ASSIGNED TASK:
Print only the closing part of the entries. It starts at the line containing "Every instance of the car side" and includes the final line, exactly as written.

(Region pointing data)
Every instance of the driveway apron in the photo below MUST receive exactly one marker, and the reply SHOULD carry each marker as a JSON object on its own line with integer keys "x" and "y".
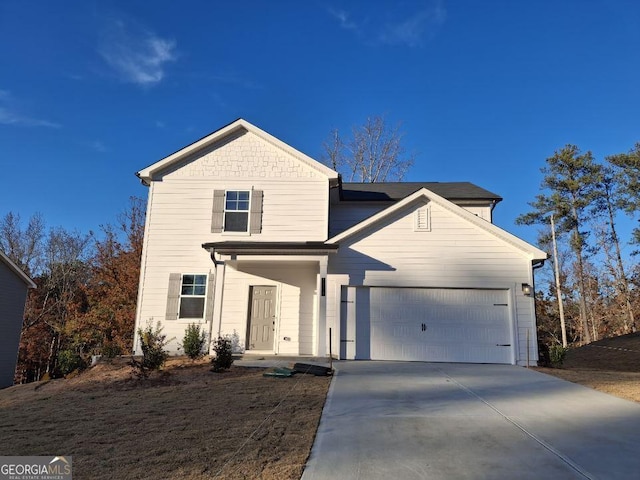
{"x": 404, "y": 420}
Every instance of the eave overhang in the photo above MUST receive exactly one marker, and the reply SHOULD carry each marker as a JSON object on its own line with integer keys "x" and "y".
{"x": 270, "y": 248}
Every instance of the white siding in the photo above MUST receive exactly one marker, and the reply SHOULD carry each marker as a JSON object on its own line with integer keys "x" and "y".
{"x": 454, "y": 254}
{"x": 347, "y": 214}
{"x": 295, "y": 303}
{"x": 295, "y": 206}
{"x": 13, "y": 294}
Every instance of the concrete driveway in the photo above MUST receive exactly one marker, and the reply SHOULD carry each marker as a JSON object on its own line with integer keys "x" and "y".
{"x": 395, "y": 420}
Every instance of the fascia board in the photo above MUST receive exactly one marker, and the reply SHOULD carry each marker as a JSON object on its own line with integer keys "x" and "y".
{"x": 17, "y": 270}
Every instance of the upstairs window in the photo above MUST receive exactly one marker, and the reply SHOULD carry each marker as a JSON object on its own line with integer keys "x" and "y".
{"x": 236, "y": 211}
{"x": 192, "y": 296}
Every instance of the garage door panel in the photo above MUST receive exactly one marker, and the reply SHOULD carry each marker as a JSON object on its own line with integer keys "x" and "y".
{"x": 460, "y": 325}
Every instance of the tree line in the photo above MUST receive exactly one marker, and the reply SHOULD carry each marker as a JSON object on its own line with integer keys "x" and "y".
{"x": 597, "y": 286}
{"x": 86, "y": 294}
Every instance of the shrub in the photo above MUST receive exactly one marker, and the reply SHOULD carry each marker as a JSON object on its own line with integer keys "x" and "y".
{"x": 223, "y": 355}
{"x": 152, "y": 343}
{"x": 194, "y": 341}
{"x": 557, "y": 354}
{"x": 111, "y": 350}
{"x": 68, "y": 361}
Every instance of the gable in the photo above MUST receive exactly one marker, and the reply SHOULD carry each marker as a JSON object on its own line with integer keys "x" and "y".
{"x": 243, "y": 156}
{"x": 239, "y": 150}
{"x": 448, "y": 223}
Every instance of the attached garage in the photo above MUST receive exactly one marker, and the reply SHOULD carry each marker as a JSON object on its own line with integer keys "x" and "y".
{"x": 428, "y": 324}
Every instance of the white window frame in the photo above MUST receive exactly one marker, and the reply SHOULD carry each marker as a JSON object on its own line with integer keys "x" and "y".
{"x": 248, "y": 211}
{"x": 203, "y": 296}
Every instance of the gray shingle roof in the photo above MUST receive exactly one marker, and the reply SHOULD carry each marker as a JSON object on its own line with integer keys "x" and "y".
{"x": 392, "y": 191}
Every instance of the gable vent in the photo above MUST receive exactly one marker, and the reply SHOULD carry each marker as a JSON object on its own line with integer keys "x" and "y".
{"x": 422, "y": 219}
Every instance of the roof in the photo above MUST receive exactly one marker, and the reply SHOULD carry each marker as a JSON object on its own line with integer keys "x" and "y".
{"x": 17, "y": 270}
{"x": 393, "y": 191}
{"x": 147, "y": 173}
{"x": 532, "y": 252}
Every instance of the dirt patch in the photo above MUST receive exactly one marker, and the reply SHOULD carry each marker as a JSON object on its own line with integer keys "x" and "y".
{"x": 185, "y": 422}
{"x": 611, "y": 365}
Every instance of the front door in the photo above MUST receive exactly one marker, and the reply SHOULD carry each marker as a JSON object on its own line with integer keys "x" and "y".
{"x": 262, "y": 318}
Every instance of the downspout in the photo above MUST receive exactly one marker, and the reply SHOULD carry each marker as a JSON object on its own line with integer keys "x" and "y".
{"x": 215, "y": 300}
{"x": 535, "y": 266}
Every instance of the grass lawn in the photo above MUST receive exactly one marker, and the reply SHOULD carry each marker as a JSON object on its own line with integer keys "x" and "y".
{"x": 186, "y": 423}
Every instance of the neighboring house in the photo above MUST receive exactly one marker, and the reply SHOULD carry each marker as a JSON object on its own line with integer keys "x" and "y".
{"x": 251, "y": 238}
{"x": 13, "y": 295}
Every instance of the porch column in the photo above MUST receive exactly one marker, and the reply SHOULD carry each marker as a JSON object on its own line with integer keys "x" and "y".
{"x": 321, "y": 288}
{"x": 217, "y": 304}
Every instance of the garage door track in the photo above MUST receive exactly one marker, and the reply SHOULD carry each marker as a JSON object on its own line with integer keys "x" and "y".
{"x": 457, "y": 421}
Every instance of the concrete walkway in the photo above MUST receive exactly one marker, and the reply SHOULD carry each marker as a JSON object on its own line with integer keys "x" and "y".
{"x": 394, "y": 420}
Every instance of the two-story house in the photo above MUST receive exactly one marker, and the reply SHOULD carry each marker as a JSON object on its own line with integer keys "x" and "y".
{"x": 253, "y": 239}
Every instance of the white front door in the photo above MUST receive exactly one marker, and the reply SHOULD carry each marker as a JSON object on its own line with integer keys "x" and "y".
{"x": 261, "y": 318}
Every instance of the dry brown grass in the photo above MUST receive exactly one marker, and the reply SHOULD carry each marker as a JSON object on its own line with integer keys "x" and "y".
{"x": 611, "y": 366}
{"x": 185, "y": 423}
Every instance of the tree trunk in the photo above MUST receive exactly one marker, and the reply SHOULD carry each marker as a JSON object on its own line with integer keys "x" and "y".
{"x": 577, "y": 247}
{"x": 563, "y": 327}
{"x": 624, "y": 282}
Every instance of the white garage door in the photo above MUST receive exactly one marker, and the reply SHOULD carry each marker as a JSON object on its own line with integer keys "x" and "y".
{"x": 440, "y": 325}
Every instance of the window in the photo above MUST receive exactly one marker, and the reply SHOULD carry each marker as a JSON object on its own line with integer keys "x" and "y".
{"x": 236, "y": 211}
{"x": 192, "y": 295}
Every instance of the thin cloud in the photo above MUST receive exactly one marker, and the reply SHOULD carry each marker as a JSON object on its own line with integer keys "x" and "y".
{"x": 9, "y": 115}
{"x": 136, "y": 54}
{"x": 98, "y": 146}
{"x": 343, "y": 19}
{"x": 412, "y": 30}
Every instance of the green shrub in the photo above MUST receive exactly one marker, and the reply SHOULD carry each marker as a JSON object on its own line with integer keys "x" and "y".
{"x": 70, "y": 360}
{"x": 194, "y": 342}
{"x": 152, "y": 343}
{"x": 110, "y": 350}
{"x": 223, "y": 358}
{"x": 557, "y": 354}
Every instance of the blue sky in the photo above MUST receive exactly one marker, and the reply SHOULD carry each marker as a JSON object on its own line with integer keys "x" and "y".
{"x": 91, "y": 92}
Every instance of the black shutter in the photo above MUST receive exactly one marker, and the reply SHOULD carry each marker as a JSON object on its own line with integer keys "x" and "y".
{"x": 173, "y": 296}
{"x": 217, "y": 213}
{"x": 256, "y": 212}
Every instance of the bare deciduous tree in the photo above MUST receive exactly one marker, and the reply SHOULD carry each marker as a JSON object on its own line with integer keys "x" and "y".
{"x": 23, "y": 245}
{"x": 374, "y": 153}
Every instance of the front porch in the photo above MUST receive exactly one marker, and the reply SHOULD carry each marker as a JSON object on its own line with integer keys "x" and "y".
{"x": 270, "y": 298}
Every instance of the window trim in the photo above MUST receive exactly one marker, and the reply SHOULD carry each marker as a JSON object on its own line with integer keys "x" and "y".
{"x": 203, "y": 296}
{"x": 247, "y": 230}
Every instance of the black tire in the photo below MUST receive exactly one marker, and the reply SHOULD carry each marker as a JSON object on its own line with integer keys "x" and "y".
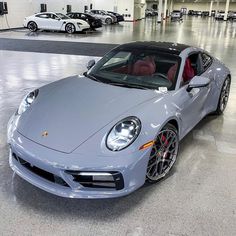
{"x": 70, "y": 28}
{"x": 163, "y": 155}
{"x": 108, "y": 21}
{"x": 224, "y": 96}
{"x": 32, "y": 26}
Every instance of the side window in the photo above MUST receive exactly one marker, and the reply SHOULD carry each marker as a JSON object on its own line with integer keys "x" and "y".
{"x": 119, "y": 58}
{"x": 192, "y": 67}
{"x": 54, "y": 17}
{"x": 206, "y": 60}
{"x": 42, "y": 16}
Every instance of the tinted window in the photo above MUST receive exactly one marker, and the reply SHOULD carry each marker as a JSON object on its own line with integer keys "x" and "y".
{"x": 206, "y": 60}
{"x": 138, "y": 68}
{"x": 43, "y": 16}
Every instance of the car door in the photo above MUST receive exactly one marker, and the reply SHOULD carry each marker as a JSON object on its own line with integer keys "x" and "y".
{"x": 191, "y": 104}
{"x": 54, "y": 22}
{"x": 42, "y": 20}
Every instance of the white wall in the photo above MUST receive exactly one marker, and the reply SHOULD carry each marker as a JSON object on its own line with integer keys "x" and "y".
{"x": 125, "y": 7}
{"x": 17, "y": 10}
{"x": 60, "y": 5}
{"x": 202, "y": 6}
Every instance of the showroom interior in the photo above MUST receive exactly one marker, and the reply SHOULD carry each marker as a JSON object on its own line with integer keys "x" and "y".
{"x": 198, "y": 197}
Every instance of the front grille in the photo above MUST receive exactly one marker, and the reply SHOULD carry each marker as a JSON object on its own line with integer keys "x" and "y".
{"x": 109, "y": 180}
{"x": 42, "y": 173}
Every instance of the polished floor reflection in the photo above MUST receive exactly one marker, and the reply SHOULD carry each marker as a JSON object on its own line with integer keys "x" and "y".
{"x": 199, "y": 198}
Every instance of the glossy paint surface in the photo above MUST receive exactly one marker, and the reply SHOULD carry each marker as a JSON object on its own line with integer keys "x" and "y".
{"x": 198, "y": 199}
{"x": 55, "y": 24}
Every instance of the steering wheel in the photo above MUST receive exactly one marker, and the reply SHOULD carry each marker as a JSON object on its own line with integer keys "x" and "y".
{"x": 161, "y": 75}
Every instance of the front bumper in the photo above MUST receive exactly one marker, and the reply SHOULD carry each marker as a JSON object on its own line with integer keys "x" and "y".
{"x": 72, "y": 175}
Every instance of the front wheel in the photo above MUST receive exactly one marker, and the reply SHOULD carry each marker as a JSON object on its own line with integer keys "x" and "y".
{"x": 163, "y": 155}
{"x": 70, "y": 28}
{"x": 224, "y": 96}
{"x": 108, "y": 21}
{"x": 32, "y": 26}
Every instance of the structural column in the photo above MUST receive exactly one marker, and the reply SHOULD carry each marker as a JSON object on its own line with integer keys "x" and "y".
{"x": 165, "y": 7}
{"x": 217, "y": 5}
{"x": 171, "y": 6}
{"x": 226, "y": 9}
{"x": 210, "y": 8}
{"x": 159, "y": 11}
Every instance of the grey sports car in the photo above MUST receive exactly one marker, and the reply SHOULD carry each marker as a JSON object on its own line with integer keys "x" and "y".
{"x": 105, "y": 133}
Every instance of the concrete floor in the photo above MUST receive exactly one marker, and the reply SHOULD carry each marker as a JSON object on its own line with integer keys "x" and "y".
{"x": 199, "y": 198}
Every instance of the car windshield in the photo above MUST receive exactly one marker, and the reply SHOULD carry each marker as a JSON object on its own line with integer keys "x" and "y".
{"x": 62, "y": 16}
{"x": 137, "y": 69}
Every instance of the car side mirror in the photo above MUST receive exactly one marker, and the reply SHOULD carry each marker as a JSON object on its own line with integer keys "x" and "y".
{"x": 90, "y": 64}
{"x": 198, "y": 82}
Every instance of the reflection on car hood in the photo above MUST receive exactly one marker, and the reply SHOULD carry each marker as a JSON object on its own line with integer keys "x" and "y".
{"x": 74, "y": 109}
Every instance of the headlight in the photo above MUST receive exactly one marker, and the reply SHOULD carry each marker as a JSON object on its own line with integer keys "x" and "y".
{"x": 123, "y": 133}
{"x": 27, "y": 101}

YOUR SOLUTION:
Every instance of the car side mirror in the photo above MUST receive exactly one marker, and the reply SHOULD carry each marker as a JSON object on its own line with integer keys "x" and "y".
{"x": 90, "y": 64}
{"x": 198, "y": 82}
Every instance of the reflection on car hood in the photo above MUST receive exactly one marker, and the reply SHOULD carry each marker as a JSON object on its own line with integer keys "x" and "y".
{"x": 74, "y": 109}
Every instance of the headlight in the photo above MUST receive exactly one marker, and the reply SHOULD carry each marker as a JSON object on its own line with integer keys "x" and "y".
{"x": 123, "y": 133}
{"x": 27, "y": 101}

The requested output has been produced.